THE TASK: Retype the records exactly, starting at the line that contains "point: the ice sheet in this photo" and ending with the line that contains "(1157, 601)".

══ RECORDS SUPPLIED

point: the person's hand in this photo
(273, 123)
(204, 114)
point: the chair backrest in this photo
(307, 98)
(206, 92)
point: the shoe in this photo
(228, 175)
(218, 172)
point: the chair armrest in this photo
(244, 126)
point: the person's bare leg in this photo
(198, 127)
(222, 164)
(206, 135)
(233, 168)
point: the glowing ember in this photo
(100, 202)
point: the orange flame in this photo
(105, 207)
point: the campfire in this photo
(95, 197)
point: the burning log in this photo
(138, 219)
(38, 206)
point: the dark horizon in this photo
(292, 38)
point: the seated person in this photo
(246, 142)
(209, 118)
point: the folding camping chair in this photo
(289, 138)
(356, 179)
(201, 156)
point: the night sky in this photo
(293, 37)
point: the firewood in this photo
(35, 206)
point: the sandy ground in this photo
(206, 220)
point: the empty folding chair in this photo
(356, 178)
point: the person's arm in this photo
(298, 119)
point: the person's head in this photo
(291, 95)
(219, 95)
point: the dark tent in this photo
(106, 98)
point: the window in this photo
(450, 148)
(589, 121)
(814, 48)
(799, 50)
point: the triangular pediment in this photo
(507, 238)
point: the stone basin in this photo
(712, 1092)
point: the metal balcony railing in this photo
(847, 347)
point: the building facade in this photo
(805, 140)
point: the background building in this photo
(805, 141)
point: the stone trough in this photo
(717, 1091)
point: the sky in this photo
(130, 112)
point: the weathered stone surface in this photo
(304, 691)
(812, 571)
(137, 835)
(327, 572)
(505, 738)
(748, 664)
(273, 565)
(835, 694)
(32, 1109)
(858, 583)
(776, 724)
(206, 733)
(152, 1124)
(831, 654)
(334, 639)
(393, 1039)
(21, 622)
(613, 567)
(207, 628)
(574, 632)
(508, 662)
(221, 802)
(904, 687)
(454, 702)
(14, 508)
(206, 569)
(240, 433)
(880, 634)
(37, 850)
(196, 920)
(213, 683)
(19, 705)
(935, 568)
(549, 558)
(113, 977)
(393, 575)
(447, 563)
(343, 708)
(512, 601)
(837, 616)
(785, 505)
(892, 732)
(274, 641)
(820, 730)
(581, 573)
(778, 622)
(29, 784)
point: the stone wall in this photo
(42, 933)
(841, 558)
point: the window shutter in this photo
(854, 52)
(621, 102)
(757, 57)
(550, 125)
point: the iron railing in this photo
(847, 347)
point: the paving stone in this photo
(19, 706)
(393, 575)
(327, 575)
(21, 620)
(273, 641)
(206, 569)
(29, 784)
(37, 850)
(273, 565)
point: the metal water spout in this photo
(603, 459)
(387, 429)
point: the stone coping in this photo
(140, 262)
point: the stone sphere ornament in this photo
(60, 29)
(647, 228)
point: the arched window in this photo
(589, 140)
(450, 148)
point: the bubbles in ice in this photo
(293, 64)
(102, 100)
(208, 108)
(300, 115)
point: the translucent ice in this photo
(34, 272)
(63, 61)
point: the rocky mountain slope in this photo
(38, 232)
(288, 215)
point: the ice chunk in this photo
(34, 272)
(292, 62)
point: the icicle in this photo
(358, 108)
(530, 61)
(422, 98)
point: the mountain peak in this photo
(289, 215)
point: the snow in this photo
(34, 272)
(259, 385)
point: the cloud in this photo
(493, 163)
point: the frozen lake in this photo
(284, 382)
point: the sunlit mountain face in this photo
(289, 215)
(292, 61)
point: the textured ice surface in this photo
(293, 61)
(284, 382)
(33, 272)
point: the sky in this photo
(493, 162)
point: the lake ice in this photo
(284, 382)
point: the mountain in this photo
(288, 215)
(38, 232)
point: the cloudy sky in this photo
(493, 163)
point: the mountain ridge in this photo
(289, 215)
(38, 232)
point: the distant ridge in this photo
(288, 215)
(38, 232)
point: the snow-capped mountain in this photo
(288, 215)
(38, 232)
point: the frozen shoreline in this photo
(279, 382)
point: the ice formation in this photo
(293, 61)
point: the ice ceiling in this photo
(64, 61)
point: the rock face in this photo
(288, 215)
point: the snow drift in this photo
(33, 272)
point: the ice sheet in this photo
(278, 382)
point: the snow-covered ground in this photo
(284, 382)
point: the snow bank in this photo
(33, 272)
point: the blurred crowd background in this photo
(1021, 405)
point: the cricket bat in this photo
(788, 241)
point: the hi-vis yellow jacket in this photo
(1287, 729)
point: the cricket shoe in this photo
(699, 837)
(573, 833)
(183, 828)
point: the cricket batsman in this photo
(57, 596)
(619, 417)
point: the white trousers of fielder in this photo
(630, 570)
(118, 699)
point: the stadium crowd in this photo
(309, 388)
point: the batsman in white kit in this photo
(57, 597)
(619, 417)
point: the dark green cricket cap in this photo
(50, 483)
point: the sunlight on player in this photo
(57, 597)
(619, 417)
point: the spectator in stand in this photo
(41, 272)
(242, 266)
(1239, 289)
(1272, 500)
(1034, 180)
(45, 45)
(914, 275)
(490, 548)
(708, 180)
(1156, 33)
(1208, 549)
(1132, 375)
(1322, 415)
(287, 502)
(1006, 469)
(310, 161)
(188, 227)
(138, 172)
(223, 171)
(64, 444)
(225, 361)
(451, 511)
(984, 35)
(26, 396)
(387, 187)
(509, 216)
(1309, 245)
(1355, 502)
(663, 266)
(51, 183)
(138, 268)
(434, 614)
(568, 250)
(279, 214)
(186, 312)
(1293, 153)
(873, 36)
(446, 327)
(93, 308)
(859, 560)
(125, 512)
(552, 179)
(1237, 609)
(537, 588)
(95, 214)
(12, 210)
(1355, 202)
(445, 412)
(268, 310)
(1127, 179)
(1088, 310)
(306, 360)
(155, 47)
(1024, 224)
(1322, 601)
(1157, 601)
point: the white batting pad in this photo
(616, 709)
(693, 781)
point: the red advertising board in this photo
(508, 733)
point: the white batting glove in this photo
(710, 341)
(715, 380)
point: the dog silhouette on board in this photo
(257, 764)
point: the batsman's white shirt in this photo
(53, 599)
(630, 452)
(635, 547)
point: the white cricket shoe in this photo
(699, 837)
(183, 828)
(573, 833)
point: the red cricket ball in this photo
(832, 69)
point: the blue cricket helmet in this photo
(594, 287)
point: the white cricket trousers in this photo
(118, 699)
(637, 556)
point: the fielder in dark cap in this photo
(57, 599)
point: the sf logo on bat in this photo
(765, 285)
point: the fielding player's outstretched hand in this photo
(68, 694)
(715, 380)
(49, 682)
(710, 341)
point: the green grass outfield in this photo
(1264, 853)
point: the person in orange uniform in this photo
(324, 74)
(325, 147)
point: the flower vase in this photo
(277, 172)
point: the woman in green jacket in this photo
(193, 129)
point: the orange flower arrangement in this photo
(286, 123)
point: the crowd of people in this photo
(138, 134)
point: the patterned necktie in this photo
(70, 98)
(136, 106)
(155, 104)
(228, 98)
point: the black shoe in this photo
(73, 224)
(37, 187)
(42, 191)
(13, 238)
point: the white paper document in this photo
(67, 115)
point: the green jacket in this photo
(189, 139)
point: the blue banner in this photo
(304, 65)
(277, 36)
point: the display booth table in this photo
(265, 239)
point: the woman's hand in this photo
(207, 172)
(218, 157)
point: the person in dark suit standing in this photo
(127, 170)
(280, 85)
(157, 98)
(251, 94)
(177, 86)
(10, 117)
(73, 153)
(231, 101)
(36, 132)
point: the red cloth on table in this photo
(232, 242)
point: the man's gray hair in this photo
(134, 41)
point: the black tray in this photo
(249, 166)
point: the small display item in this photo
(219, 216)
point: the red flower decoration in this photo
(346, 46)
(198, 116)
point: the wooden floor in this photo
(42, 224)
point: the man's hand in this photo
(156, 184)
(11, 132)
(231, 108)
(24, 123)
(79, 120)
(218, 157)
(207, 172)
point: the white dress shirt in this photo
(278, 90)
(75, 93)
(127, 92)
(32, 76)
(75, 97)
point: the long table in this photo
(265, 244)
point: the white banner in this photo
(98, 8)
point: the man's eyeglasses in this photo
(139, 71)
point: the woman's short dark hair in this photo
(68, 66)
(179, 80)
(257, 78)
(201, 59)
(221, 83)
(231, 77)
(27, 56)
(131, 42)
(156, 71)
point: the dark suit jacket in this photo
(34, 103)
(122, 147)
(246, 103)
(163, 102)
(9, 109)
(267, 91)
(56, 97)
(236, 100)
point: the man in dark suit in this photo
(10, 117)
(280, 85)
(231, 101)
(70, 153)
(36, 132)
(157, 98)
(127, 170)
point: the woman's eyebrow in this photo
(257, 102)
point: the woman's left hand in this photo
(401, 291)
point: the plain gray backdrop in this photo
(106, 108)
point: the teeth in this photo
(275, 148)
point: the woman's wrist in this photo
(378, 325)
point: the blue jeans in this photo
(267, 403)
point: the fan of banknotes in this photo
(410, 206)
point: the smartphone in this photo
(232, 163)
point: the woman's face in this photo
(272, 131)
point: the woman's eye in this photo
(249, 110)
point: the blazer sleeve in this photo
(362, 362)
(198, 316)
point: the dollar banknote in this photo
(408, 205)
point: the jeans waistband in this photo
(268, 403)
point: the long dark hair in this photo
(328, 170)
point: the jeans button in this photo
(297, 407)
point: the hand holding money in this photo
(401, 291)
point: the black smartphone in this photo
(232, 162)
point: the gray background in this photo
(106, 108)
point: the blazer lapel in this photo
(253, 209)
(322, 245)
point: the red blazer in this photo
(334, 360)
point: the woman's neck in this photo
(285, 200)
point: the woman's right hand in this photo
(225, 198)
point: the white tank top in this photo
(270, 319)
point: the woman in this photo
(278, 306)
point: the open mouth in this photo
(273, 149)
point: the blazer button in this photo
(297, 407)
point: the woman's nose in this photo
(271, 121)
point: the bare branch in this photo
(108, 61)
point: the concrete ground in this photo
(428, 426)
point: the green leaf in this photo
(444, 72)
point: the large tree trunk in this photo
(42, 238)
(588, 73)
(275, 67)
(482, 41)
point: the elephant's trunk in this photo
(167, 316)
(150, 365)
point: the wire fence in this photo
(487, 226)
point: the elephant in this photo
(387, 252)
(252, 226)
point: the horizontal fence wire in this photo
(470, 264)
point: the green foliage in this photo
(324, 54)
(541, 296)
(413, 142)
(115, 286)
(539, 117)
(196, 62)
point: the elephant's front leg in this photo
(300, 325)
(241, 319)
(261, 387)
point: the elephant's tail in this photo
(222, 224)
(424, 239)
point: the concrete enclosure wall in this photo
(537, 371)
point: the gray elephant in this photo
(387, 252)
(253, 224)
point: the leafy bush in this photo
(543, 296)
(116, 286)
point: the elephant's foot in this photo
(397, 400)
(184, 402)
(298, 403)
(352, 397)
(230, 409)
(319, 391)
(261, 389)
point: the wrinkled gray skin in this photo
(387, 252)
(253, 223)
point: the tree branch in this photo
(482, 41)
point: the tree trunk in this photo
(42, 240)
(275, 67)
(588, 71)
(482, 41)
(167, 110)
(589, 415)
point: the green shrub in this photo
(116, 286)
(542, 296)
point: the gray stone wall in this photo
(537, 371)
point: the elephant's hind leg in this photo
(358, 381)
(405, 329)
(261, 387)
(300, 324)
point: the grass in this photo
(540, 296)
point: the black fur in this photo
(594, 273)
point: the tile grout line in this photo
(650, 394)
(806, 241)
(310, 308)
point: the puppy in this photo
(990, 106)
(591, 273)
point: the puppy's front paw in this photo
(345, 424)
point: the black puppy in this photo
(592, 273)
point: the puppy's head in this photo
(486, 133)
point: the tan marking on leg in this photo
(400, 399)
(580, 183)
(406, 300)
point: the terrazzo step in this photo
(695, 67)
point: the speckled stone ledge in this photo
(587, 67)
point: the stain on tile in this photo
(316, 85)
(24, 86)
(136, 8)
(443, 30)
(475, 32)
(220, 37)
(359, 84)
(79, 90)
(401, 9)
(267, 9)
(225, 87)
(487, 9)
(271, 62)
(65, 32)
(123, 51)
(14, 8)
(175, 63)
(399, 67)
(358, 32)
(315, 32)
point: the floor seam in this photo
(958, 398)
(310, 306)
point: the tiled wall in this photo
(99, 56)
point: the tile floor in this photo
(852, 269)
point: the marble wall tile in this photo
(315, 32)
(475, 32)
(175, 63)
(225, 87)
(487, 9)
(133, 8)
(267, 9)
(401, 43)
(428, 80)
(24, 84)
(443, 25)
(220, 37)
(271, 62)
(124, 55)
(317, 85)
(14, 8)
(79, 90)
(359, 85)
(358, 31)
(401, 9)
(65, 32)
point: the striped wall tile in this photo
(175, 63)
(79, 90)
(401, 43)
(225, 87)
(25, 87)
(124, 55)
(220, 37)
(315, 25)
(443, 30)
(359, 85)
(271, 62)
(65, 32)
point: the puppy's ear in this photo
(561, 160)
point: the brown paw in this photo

════

FULL ANSWER:
point: the ice sheet in this photo
(278, 382)
point: the snow-covered ground in this photo
(284, 382)
point: the snow bank in this photo
(33, 272)
point: the blurred crowd background in this photo
(1021, 405)
point: the cricket bat in this photo
(788, 241)
point: the hi-vis yellow jacket in this photo
(1287, 729)
point: the cricket shoe in this photo
(699, 837)
(573, 833)
(183, 828)
point: the cricket batsman in this photo
(57, 596)
(619, 417)
point: the white trousers of fielder in this photo
(630, 570)
(118, 699)
point: the stadium crowd in this photo
(309, 388)
point: the batsman in white kit in this photo
(57, 597)
(619, 417)
point: the dark green cricket cap in this photo
(50, 483)
point: the sunlight on player in this photo
(57, 597)
(619, 417)
point: the spectator in stand in this photo
(41, 272)
(242, 266)
(1239, 289)
(1272, 500)
(1034, 180)
(45, 45)
(914, 275)
(490, 548)
(708, 180)
(1156, 33)
(1208, 549)
(1132, 375)
(1322, 415)
(287, 502)
(1006, 469)
(310, 161)
(188, 227)
(138, 172)
(223, 171)
(64, 444)
(225, 361)
(451, 511)
(984, 35)
(26, 396)
(387, 187)
(509, 216)
(1309, 245)
(1355, 502)
(663, 266)
(51, 183)
(138, 268)
(434, 614)
(568, 250)
(279, 214)
(186, 312)
(1293, 153)
(873, 36)
(446, 327)
(93, 308)
(859, 560)
(125, 512)
(552, 179)
(1237, 609)
(537, 588)
(95, 214)
(12, 210)
(1355, 202)
(445, 412)
(268, 310)
(1127, 179)
(1088, 310)
(306, 360)
(155, 47)
(1024, 224)
(1322, 601)
(1157, 601)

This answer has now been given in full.